Adempimento preliminare alla formazione dello stato passivo è l’avviso
che il curatore deve inviare ai creditori, a norma dell’art. 92 L.F., circa
il giorno, l’ora ed il luogo, in cui si terrà l’adunanza per la
verificazione dello stato passivo, ed il termine in cui i creditori debbono
far pervenire in cancelleria le loro domande.
Questo avviso si fa con lettera raccomandata
(semplice; non occorre, perché non è prescritto, l’avviso
di ricevimento) e si fa a tutti i creditori, ossia a coloro che, in base
alle scritture contabili del fallito ed alle altre notizie raccolte dal
curatore, possono, a giudizio dello stesso curatore, vantare ragioni di
credito verso il fallito.
Questo avviso non ha alcun valore di riconoscimento
del credito, ma serve solo a sollecitare il destinatario a far valere le
sue ragioni nel fallimento, mediante la domanda di ammissione al passivo.
L’art. 92 L.F. stabilisce che il curatore deve
avvisare anche gli “altri interessati”: questi sono coloro che possono
vantare diritti reali su cose mobili in possesso del fallito. Anche questi
“interessati”, ove intendano far valere i loro diritti, sono tenuti a presentare
una domanda, e precisamente, a norma dell’art. 103 L.F., una domanda di
rivendicazione, restituzione o separazione di cose mobili, nello stesso
termine e con le medesime modalità con cui vanno presentate le domande
di ammissione al passivo.
1.3.
Il procedimento (o sub-procedimento) di formazione dello stato passivo
inizia con la presentazione delle domande di ammissione da parte di coloro
che affermano di essere creditori del fallito e chiedono perciò
di partecipare al concorso.
Principio generale è che possono essere
inseriti nello stato passivo soltanto coloro che abbiano presentato domanda
o, come altrimenti suol dirsi, si siano “insinuati” al passivo. Non vengono,
quindi, presi in considerazione coloro che non hanno presentato domanda
di ammissione, ai sensi dell’art. 93 L.F., anche se il curatore abbia riscontrato
il loro credito nella contabilità del fallito o ritenga sussistente
il loro credito in base ad altre notizie, di cui è venuto in possesso;
in particolare, non possono essere presi in considerazione nemmeno coloro
che hanno presentato istanza di fallimento, se poi non hanno presentato
anche la domanda di ammissione (l’istanza di fallimento non equivale, quindi,
alla domanda di ammissione).

Registrazioni di annotazione delle coordinate:
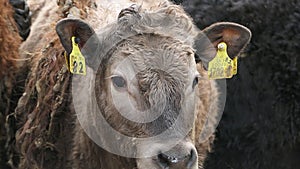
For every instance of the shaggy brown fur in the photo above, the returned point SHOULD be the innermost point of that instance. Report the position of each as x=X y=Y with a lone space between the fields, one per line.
x=45 y=111
x=9 y=44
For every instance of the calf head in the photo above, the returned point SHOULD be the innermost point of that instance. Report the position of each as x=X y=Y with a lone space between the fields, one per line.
x=145 y=81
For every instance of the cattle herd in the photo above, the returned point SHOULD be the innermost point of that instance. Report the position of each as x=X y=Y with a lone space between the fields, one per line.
x=124 y=84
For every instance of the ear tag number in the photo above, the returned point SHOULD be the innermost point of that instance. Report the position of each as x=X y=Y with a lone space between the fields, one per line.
x=222 y=66
x=77 y=61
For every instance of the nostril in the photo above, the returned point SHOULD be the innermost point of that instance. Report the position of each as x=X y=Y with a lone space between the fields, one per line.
x=178 y=158
x=192 y=159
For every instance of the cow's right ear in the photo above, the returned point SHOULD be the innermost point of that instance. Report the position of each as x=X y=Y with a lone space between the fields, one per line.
x=85 y=37
x=234 y=35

→ **ESERCIZIO SCRITTO 1**: Sostituisci "destinatario" con "ricevente" e riporta il passo del testo sullo stato passivo che comincia con le parole "Questo avviso non", fermandoti dopo "domanda di ammissione al passivo.".
→ **ESERCIZIO SCRITTO 2**: Continua il testo sullo stato passivo a partire dall'ultima frase riportata.
Il materiale non ha alcun ruolo in questo lavoro.

→ **RISPOSTA FINALE 1**:
Questo avviso non ha alcun valore di riconoscimento
del credito, ma serve solo a sollecitare il ricevente a far valere le
sue ragioni nel fallimento, mediante la domanda di ammissione al passivo.

→ **RISPOSTA FINALE 2**:
Ciò vuol dire che vige in questo procedimento
il “principio della domanda”, sancito nell’art. 99 cod. proc. civ. (“chi
vuol far valere un diritto in giudizio deve proporre domanda al giudice
competente”): il creditore è libero di far valere o meno il suo
diritto; se intende farlo valere,ha l’onere di presentare la domanda; il
giudice, quindi, non può provvedere d’ufficio in assenza di una
domanda dell’interessato.
1.4.
Va
precisato che non basta una qualsivoglia domanda, presentata ad un qualunque
giudice: occorre che la domanda sia presentata nelle forme previste dall’art.
93 L.F. al giudice delegato del fallimento, nel quale si vuole far valere
il credito.
Dunque, nessun credito può essere fatto
valere nel fallimento, se non passa attraverso il “filtro” della verifica
del passivo. Si parla, a questo proposito, di “obbligatorietà” della
verifica del passivo: l’art. 52 L.F., infatti, stabilisce che ogni credito,
anche se munito di diritto di prelazione, deve essere accertato a norma
degli artt. 93 e segg. L.F. Va detto, però, che non si tratta di
un vero e proprio obbligo per il creditore, quanto di un onere, ossia di
un comportamento doveroso per la realizzazione di un interesse dello stesso
soggetto che vi è tenuto: per cui il soggetto è libero di
tenere o meno il comportamento richiesto; ma se non lo tiene, il suo interesse
non si realizza. Nel caso del fallimento, se la domanda non viene presentata
come prescritto dalla legge, il creditore non è ammesso a partecipare
al concorso.
A tale regola dell’obbligatorietà della
verifica non sfuggono nemmeno i creditori, il cui credito sia già
stato accertato, fuori del fallimento, con sentenza passata in giudicato
o con altro provvedimento giudiziale che abbia efficacia di giudicato,
che sia cioè incontestabile e irretrattabile (come, per es., il
decreto ingiuntivo non opposto e dichiarato esecutivo ex art. 647 cod.
proc. civ.)
1.5.
La
domanda assume la forma del ricorso, diretto al giudice delegato; essa,
a norma dell’art. 93 L.F., deve contenere il cognome e il nome del creditore,
l’indicazione della somma, del titolo da cui il credito deriva, delle ragioni
di prelazione e dei documenti giustificativi.
È pacifico, poi, anche se la norma non
lo dice, che la domanda deve essere firmata dal creditore personalmente
o da un avvocato munito di procura.
Non è necessario il patrocinio di un avvocato
(c.d. “difesa tecnica”), per cui la domanda può essere presentata
e sot-toscritta personalmente dallo stesso creditore (trattandosi di una
società, dal suo legale rappresentante); se, però, il creditore
preferisce affidarsi ad un avvocato, costui deve essere munito di procura,
a norma del cod. proc. civ., ossia deve aver ricevuto, nelle forme
previste, l’espresso incarico di rappresentare la parte nel procedimento.
Proprio perché il ministero di un avvocato non è obbligatorio,
la giurisprudenza ritiene che le spese relative non possano essere ammesse
al passivo, in quanto superflue; si ammette solo l’importo della marca
da bollo prescritta per la domanda.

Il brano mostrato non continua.